▸ **About this task**
If a line of the material contains "wall", copy it.

▸ **Source material**
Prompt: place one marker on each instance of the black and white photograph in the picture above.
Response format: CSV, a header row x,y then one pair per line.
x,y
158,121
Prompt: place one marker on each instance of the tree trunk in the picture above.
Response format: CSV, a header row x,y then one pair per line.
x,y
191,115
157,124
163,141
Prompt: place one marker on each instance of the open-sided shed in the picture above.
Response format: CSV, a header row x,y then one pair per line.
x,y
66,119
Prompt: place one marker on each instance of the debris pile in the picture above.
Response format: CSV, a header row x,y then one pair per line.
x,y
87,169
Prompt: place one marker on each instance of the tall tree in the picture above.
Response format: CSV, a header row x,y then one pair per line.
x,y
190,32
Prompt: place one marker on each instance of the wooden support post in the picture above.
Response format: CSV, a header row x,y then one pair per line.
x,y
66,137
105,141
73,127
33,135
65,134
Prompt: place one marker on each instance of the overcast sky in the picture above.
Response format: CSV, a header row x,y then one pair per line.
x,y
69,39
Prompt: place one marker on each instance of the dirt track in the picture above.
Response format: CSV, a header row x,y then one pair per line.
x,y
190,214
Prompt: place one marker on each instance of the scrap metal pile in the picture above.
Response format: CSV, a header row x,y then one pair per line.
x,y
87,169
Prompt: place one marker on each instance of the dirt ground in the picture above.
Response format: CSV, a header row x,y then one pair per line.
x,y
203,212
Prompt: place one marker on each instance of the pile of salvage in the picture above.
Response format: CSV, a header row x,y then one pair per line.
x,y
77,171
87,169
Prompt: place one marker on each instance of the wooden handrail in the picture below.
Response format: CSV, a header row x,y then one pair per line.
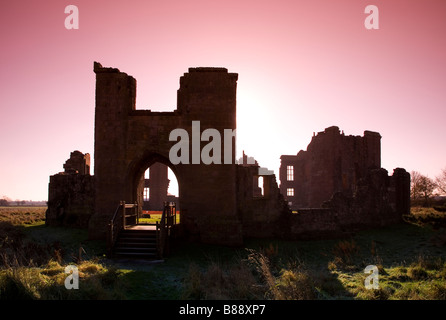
x,y
113,227
118,222
163,228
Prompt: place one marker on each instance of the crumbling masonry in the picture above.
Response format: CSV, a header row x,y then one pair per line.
x,y
338,177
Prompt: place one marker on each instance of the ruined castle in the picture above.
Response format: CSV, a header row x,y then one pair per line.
x,y
334,187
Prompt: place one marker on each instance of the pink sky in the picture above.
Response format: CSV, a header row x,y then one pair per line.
x,y
303,66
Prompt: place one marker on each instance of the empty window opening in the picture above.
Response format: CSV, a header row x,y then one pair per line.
x,y
258,188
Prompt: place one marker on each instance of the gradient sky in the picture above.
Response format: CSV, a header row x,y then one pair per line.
x,y
303,66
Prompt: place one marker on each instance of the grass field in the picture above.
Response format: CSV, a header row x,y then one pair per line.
x,y
410,257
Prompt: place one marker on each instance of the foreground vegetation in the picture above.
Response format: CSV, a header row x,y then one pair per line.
x,y
411,261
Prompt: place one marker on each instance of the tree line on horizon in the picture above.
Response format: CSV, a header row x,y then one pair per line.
x,y
423,188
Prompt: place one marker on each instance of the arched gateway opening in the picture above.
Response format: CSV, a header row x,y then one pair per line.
x,y
149,183
128,141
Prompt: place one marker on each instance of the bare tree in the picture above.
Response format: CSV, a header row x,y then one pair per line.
x,y
421,187
440,180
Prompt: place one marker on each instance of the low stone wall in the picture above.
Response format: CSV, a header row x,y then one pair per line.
x,y
70,200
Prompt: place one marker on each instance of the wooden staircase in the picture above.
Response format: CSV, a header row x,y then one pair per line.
x,y
128,239
136,243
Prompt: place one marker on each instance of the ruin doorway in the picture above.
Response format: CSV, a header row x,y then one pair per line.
x,y
148,184
160,186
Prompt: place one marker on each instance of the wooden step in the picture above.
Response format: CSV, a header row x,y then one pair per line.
x,y
133,243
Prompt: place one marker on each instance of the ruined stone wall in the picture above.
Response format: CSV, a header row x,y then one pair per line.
x,y
379,200
71,193
128,141
259,214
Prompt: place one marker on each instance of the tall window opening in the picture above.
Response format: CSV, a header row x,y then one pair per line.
x,y
290,173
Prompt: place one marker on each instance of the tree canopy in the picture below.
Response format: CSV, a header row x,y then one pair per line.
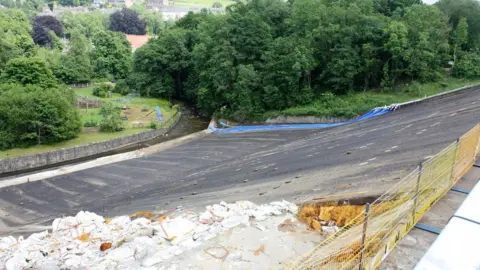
x,y
270,54
127,21
46,31
35,115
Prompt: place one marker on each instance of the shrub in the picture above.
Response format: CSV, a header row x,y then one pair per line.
x,y
111,121
122,88
102,90
90,123
153,125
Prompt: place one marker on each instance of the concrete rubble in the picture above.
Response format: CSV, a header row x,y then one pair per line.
x,y
141,241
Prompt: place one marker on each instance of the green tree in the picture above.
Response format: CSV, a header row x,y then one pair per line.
x,y
427,42
163,57
89,24
286,75
35,115
15,39
468,9
75,66
28,71
111,121
111,55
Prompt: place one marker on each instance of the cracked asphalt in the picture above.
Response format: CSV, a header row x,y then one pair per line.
x,y
296,165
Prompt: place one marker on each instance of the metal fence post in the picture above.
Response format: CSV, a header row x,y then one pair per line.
x,y
364,235
420,169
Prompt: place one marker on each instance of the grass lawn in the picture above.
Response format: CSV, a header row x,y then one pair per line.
x,y
83,138
133,112
357,103
201,3
134,106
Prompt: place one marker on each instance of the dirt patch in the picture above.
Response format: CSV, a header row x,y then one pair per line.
x,y
331,213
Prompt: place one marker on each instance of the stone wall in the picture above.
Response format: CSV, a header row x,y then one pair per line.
x,y
305,120
67,154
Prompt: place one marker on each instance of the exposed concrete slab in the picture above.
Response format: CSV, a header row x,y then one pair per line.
x,y
296,165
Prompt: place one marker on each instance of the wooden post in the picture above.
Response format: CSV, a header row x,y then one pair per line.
x,y
364,235
414,212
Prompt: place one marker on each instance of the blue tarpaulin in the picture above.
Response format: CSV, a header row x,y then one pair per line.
x,y
237,129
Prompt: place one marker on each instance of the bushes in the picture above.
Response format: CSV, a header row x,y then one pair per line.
x,y
90,123
35,115
122,88
111,121
102,90
468,66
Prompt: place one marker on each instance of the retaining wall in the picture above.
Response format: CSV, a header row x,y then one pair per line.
x,y
305,120
67,154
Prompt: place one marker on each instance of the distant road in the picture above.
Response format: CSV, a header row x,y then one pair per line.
x,y
362,158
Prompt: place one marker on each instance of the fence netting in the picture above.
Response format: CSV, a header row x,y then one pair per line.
x,y
365,241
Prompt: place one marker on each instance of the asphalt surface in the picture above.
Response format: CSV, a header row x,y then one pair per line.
x,y
296,165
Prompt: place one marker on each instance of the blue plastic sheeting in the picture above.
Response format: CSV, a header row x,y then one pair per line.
x,y
238,129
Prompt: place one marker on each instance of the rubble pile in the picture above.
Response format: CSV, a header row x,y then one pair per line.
x,y
140,241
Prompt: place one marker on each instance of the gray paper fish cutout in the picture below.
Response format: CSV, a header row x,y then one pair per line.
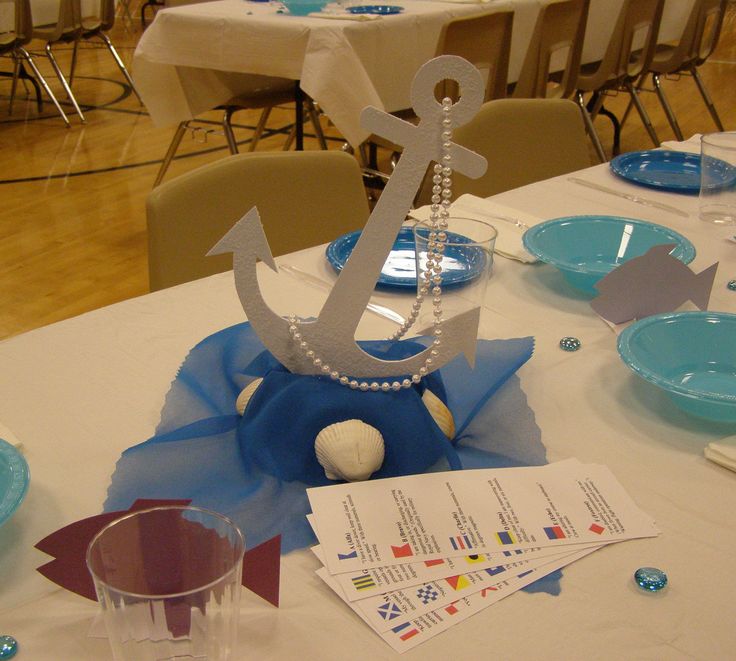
x,y
653,283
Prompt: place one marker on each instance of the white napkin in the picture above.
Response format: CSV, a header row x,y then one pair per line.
x,y
509,223
346,16
722,452
690,145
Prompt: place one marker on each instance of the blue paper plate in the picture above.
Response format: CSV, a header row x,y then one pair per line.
x,y
460,265
382,10
672,171
586,248
14,479
691,355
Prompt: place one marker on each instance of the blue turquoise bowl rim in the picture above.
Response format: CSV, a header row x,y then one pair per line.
x,y
376,9
627,352
19,480
685,250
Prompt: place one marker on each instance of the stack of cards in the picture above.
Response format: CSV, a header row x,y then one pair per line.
x,y
412,556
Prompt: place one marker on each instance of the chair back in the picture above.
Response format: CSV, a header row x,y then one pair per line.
x,y
552,60
631,47
68,26
304,199
708,29
485,41
523,140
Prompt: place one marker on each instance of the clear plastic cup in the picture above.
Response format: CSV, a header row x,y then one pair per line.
x,y
168,582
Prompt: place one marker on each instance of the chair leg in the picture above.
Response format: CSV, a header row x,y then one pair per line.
x,y
227,129
120,64
73,66
666,107
706,98
314,117
260,128
39,77
590,128
14,85
63,82
642,112
173,146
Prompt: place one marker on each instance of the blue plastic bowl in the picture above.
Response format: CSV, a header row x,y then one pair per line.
x,y
586,248
14,480
691,355
303,7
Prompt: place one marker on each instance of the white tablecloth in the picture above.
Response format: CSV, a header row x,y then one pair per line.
x,y
79,392
192,58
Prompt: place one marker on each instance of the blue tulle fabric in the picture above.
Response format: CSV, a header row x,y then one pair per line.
x,y
256,468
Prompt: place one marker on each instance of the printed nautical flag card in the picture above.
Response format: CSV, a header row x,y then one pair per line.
x,y
407,631
370,582
420,517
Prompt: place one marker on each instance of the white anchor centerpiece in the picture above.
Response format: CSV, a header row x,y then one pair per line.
x,y
331,336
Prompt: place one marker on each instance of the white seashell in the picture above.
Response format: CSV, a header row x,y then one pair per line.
x,y
351,450
244,397
440,413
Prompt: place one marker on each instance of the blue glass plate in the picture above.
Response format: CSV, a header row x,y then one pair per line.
x,y
14,479
691,355
460,265
673,171
382,10
586,248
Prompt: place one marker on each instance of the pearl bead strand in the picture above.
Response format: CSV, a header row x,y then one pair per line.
x,y
430,278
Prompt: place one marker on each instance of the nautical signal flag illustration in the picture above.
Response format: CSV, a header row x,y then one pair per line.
x,y
458,582
403,551
405,631
470,559
554,532
492,571
389,611
460,542
363,582
434,563
505,537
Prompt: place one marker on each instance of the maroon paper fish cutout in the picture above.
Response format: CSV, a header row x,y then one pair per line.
x,y
653,283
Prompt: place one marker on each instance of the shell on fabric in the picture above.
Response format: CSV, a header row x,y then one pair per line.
x,y
245,394
351,450
440,413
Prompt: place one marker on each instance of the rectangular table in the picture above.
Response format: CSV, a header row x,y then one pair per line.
x,y
79,392
192,58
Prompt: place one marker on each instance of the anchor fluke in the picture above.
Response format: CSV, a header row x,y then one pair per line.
x,y
247,232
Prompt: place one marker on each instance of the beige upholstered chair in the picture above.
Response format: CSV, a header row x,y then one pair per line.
x,y
524,140
67,29
259,93
12,44
627,56
696,44
304,198
485,41
552,61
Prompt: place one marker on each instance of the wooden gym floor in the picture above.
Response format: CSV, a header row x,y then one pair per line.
x,y
72,224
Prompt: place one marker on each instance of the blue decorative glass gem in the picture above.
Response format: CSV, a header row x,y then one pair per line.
x,y
8,647
569,343
650,578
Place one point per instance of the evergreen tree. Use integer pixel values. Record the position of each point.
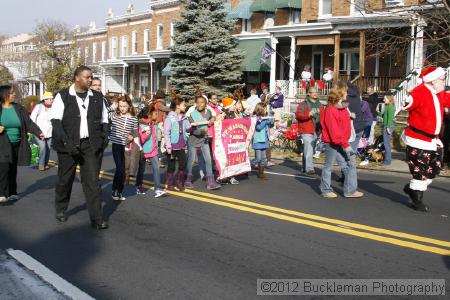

▸ **Response to this task**
Prompt: place one marker on each instance of the low stone wall in the picture above.
Prompt: place one marker on each instance of the ruined stone wall in the picture above.
Prompt: place one marker on each instance of the stone wall in the picture above.
Prompt: place one marker on each instance of the retaining wall in the picture above.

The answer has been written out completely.